TO-DO LIST:
**1)** In the article on updating car navigation maps, swap "smartphone" for "mobile phone" and write out the stretch from "When using apps" through "selection of manufacturers.".
**2)** According to the article on updating car navigation maps, into how many regions does BMW divide the U.S. for its map updates?

SELECTED EXTRACT:
□ □ □ □ □ □ □

Comparing the cost and difficulty of updating systems from several automakers

While running some errands, the infotainment system in the BMW I was driving told me to turn down a road that didn’t exist. Of course, I was confused. Clearly, the factory navigation was confused too. But the car I was driving wasn’t even a year old and the road change wasn’t recent. How could this be?

When using apps like Google Maps or Waze for navigation on a smartphone, you’re getting the latest map and POI (points-of-interest) data. That’s not the case with in-car navigation systems. Sure, companies like BMW offer free over-the-air (OTA) updates but, based upon my experience, the updates come far too slowly. Yes, there are ways to integrate your smartphone into a car—Apple CarPlay and Android Auto—but most of these systems aren’t yet as good or fully cohesive compared to a factory setup. So I decided to dig into the procedure for updating the map and POI database for factory navigation systems with a selection of manufacturers.

BMW

As noted, BMW offers no-charge OTA updates—regional map data sent via 4G—for three years. The company breaks down the U.S. into 13 regions and only one region is updated, not the complete national map database. In theory, one free national map update is available at the dealer but you need to push for this as not all BMW dealers are aware of this setup. Once the three years are up (or if you want a second national map update sooner), updates cost around $200 from the dealer.

My wife’s 2018 BMW 330i xDrive Sports Wagon was built in July of 2017 and shipped from the factory with map database ‘2017-1’ (the first of four updates in 2017). The car automatically updated to 2017-2 but that didn’t happen until March of 2018 and it was just the regional update (Michigan, Wisconsin, Indiana and Illinois). The rest of the database was still stuck at 2017-1. Map update 2018-1 was released in March of 2018 but BMW was still pushing out the older 2017-2 regional updates via OTA at that time.

Audi

Audi’s setup is a bit more complicated but does offer some further control and update options for the customer. As long as you have Audi Connect PRIME ($199 for six months or $499 for 18 months), vehicles can get 3-5 free OTA map updates (both national and regional updates), depending on the build date for the vehicle. These updates usually come out twice a year. You can also update the map database at no charge without an Audi Connect PRIME subscription. This is done via the My Audi website by downloading the map updates to an SD card and then uploading the information to the car via that SD card. The same number of updates applies—three to five free updates, depending on the build date of the car. Once those free updates are finished, you can work with your Audi dealership to purchase future updates.

Mercedes-Benz

The Mercedes-Benz setup is quite simple but can’t be done by the owner. Updates are free via a visit to the Mercedes dealership for three years. After that, maps updates each cost around $250.

Cadillac

Map updates cost about $160 each and can be ordered online.

□ □ □ □ □ □ □

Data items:
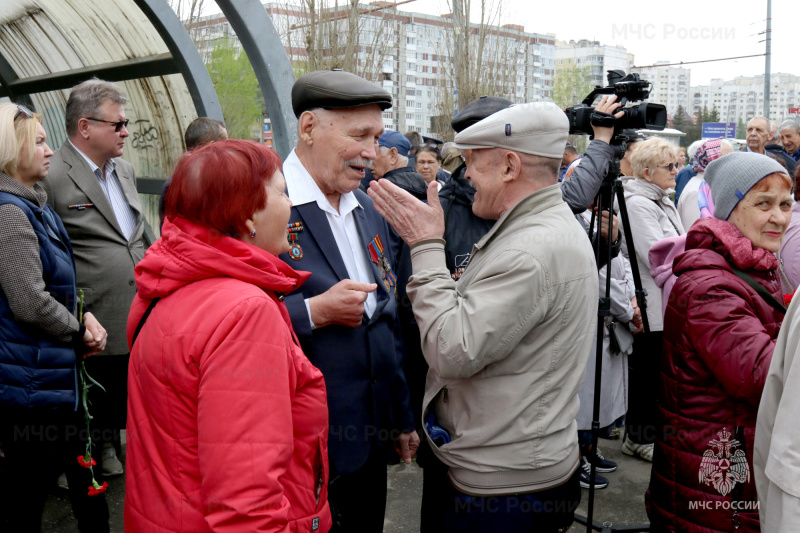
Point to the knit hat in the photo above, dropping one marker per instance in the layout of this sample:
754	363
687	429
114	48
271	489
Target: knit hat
732	176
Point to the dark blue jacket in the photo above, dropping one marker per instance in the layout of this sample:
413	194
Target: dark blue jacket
363	367
37	371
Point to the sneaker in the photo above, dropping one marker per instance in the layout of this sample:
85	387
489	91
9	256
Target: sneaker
585	474
601	464
642	451
111	465
611	433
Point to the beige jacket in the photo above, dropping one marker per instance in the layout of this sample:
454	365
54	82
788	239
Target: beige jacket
776	455
507	347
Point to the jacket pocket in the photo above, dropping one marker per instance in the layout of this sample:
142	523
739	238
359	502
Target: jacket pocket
441	395
321	489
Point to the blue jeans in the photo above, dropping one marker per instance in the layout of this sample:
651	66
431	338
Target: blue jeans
546	511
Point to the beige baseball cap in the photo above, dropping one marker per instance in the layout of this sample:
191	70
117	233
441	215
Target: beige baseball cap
536	128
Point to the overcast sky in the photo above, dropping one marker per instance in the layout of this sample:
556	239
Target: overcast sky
674	31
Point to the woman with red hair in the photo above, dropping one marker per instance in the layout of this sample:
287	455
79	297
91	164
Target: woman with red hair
227	419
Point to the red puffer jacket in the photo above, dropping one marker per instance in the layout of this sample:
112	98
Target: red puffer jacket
227	419
719	335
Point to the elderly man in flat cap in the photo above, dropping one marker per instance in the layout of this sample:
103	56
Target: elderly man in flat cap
507	343
345	315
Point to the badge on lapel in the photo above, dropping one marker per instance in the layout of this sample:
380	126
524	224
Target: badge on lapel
377	256
295	251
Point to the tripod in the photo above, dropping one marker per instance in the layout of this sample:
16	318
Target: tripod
610	189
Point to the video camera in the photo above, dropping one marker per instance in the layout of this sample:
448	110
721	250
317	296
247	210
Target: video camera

□ □ □ □ □ □ □

RESPONSE LIST:
**1)**
When using apps like Google Maps or Waze for navigation on a mobile phone, you’re getting the latest map and POI (points-of-interest) data. That’s not the case with in-car navigation systems. Sure, companies like BMW offer free over-the-air (OTA) updates but, based upon my experience, the updates come far too slowly. Yes, there are ways to integrate your mobile phone into a car—Apple CarPlay and Android Auto—but most of these systems aren’t yet as good or fully cohesive compared to a factory setup. So I decided to dig into the procedure for updating the map and POI database for factory navigation systems with a selection of manufacturers.

**2)** BMW divides the U.S. into 13 regions.